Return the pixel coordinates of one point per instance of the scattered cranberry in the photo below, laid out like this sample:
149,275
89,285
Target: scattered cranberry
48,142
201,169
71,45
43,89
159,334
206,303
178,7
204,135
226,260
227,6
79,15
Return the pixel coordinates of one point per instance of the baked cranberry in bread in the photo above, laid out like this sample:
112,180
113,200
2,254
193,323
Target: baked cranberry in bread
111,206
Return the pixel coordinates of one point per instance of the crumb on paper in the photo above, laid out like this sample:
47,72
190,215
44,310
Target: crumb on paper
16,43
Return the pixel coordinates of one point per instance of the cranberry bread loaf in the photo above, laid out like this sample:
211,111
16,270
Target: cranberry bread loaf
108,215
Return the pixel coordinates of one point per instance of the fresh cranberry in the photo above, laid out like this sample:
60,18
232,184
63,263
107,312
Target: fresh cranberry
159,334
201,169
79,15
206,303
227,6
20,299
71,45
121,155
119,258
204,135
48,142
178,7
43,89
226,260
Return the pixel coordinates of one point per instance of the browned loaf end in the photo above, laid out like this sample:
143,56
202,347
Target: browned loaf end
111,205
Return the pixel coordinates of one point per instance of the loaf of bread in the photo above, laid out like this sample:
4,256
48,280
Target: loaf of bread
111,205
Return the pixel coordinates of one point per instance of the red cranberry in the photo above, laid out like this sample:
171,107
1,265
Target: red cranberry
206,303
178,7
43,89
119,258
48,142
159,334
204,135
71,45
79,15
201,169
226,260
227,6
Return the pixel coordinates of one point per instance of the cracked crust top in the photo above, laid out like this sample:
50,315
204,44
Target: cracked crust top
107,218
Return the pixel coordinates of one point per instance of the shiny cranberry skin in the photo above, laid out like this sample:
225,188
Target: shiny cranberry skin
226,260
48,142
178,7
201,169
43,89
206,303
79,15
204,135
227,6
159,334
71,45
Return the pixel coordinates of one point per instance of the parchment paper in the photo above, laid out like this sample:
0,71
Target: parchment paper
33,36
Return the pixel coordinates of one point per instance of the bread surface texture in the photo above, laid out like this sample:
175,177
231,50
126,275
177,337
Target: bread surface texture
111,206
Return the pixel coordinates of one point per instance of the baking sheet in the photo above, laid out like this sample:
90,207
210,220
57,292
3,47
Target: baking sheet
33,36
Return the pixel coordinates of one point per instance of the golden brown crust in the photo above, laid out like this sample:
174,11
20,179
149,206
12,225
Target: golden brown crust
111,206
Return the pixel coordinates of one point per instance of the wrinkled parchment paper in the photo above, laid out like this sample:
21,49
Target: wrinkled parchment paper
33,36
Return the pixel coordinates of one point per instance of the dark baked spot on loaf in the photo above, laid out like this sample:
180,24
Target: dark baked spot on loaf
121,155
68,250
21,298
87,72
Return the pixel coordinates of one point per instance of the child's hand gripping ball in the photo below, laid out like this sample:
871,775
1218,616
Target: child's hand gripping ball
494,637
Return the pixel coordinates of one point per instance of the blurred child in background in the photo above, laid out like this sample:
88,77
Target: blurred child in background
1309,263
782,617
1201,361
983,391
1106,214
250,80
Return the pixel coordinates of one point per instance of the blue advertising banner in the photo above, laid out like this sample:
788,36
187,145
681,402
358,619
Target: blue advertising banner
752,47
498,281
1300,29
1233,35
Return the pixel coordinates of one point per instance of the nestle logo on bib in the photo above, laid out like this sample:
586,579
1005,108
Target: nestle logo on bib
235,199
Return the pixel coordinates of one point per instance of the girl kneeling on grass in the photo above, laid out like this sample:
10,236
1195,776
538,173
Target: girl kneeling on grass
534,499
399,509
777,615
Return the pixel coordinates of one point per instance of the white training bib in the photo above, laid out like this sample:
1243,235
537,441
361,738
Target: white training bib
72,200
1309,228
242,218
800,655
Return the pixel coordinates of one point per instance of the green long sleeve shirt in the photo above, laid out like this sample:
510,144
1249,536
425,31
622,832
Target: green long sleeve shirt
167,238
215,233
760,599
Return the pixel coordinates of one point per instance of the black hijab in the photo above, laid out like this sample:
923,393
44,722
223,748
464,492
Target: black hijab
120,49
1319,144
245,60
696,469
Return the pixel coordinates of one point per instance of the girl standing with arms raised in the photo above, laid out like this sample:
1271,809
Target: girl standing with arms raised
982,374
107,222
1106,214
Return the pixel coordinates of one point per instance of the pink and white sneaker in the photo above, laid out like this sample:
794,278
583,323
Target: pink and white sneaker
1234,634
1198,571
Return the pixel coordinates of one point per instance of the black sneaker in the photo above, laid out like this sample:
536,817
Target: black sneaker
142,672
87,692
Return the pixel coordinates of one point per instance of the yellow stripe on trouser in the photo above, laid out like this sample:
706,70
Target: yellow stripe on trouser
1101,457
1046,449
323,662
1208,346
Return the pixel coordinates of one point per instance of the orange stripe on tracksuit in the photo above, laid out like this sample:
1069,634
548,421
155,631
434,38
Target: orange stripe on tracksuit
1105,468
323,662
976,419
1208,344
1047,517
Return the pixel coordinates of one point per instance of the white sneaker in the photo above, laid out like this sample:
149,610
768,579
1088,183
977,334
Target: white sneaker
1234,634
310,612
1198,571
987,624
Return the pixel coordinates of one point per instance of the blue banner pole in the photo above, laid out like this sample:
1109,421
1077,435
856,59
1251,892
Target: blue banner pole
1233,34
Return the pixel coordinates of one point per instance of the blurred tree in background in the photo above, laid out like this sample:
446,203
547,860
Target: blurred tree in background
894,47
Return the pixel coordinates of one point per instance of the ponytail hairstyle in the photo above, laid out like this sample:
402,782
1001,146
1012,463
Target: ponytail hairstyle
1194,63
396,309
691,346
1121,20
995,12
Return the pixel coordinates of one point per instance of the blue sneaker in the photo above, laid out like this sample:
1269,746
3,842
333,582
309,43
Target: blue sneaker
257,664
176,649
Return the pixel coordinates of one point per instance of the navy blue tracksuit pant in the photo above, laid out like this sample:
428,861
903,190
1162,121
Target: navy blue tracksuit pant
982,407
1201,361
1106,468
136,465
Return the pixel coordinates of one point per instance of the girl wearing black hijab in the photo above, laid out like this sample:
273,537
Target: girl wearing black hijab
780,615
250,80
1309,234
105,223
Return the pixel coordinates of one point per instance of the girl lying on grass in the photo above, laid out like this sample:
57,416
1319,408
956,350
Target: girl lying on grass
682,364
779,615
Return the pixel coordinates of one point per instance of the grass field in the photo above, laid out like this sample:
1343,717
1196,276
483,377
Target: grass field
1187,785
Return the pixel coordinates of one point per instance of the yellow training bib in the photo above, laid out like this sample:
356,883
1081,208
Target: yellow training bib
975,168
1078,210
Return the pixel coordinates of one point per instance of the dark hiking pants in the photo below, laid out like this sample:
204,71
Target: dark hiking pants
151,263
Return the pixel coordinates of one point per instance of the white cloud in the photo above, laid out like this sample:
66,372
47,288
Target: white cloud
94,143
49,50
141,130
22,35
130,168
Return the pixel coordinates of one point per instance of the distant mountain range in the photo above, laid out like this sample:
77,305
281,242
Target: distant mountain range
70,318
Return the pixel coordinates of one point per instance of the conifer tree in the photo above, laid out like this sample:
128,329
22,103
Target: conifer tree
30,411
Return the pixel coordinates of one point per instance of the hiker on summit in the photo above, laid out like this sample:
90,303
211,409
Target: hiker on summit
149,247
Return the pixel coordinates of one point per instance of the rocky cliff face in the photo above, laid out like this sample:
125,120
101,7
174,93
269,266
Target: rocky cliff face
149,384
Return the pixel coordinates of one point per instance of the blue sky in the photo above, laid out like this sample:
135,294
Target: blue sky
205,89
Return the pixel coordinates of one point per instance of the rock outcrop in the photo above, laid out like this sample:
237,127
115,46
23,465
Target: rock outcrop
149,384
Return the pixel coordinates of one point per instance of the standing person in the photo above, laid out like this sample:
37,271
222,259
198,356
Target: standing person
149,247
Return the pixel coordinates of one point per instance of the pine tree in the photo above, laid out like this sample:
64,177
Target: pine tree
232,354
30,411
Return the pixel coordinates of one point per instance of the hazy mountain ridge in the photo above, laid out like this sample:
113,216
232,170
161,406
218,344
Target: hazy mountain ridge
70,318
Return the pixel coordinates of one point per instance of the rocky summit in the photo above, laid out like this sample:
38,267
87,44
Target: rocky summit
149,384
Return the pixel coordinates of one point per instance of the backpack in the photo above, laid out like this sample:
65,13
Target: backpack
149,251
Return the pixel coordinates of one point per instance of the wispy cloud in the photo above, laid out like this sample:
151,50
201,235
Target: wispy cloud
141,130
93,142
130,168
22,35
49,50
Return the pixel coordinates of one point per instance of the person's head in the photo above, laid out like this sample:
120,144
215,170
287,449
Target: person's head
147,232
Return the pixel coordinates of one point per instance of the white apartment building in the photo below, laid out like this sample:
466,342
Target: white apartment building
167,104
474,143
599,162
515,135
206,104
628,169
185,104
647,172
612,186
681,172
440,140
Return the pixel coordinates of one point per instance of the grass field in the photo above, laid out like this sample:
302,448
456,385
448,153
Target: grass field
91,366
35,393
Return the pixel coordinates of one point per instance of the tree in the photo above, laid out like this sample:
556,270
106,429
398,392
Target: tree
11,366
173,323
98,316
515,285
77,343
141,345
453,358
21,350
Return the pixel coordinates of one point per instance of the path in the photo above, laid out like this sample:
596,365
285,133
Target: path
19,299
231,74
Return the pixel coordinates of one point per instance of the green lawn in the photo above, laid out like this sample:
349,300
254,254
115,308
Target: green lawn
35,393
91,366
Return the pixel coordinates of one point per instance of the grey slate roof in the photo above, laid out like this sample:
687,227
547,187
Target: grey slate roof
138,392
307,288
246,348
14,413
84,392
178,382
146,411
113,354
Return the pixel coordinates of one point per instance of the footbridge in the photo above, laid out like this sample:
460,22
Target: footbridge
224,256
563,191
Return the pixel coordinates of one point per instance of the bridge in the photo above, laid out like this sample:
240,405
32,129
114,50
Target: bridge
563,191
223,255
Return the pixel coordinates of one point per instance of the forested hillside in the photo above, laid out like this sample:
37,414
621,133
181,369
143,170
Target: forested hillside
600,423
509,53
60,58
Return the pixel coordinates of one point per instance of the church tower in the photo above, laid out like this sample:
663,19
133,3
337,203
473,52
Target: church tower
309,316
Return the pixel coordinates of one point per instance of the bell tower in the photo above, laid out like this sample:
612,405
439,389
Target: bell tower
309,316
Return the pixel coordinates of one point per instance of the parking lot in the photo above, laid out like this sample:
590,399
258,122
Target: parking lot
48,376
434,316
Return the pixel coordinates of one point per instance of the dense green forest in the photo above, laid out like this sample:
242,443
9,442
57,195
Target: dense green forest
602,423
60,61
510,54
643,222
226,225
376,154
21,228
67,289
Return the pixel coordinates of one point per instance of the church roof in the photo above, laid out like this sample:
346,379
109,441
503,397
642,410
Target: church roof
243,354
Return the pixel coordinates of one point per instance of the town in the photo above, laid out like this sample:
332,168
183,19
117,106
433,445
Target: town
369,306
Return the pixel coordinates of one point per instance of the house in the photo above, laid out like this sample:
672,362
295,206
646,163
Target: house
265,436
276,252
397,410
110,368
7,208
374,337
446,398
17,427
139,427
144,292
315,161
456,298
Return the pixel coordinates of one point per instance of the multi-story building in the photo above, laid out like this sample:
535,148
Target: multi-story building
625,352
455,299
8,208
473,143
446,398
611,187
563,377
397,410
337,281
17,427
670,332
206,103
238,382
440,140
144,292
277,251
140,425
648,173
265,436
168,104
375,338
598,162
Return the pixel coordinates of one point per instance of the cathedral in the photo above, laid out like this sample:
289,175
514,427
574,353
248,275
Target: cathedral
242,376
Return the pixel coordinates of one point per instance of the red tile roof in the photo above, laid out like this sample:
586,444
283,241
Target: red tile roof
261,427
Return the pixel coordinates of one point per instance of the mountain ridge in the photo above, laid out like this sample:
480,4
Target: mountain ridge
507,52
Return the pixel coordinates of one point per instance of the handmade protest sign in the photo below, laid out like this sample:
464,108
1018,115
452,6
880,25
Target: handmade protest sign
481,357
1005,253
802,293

+ + + + +

Task requirements: Reproduce the listing above from the line that contains "the church roof" through the last line of the listing, including both of those lines.

Task result:
Return the pixel coordinates of one point per instance of the church roof in the photo above, laid out like this sample:
346,379
109,441
503,397
642,410
Target: church roof
243,354
Return the pixel coordinates of one point per instance of the town in the photo above, laid out like this sample:
332,168
183,19
117,106
433,445
Target: town
369,306
Return the pixel coordinates of one point per instance of the house in the photo above, laid out like this sample:
672,362
295,206
646,163
Target: house
265,436
276,252
397,410
110,368
7,208
374,337
446,398
17,427
139,427
144,292
315,161
456,298
Return the pixel coordinates of one point per instance of the multi-story building in the photo above, laid out like this sample:
535,148
Target: multi-story building
625,352
455,299
8,208
473,143
446,398
611,187
563,377
397,410
337,281
17,427
670,332
206,103
238,382
440,140
144,292
277,251
140,425
648,173
265,436
168,104
375,338
598,162
Return the pixel coordinates of one point per instance of the cathedral in the photo above, laid out like this sample:
289,175
514,427
574,353
248,275
Target: cathedral
242,376
Return the pixel coordinates of one point per instance of the red tile roof in the photo above, laid out like this sample:
586,444
283,241
Target: red tile roof
261,427
Return the pixel coordinates of one point per instance of the mountain ridge in the photo above, laid out like this sample:
480,4
Target: mountain ridge
507,52
Return the pixel coordinates of one point per instance of the handmade protest sign in the photo below, laid out like this sample:
464,108
1018,115
452,6
880,25
Target: handmade protest sign
481,357
1005,253
802,293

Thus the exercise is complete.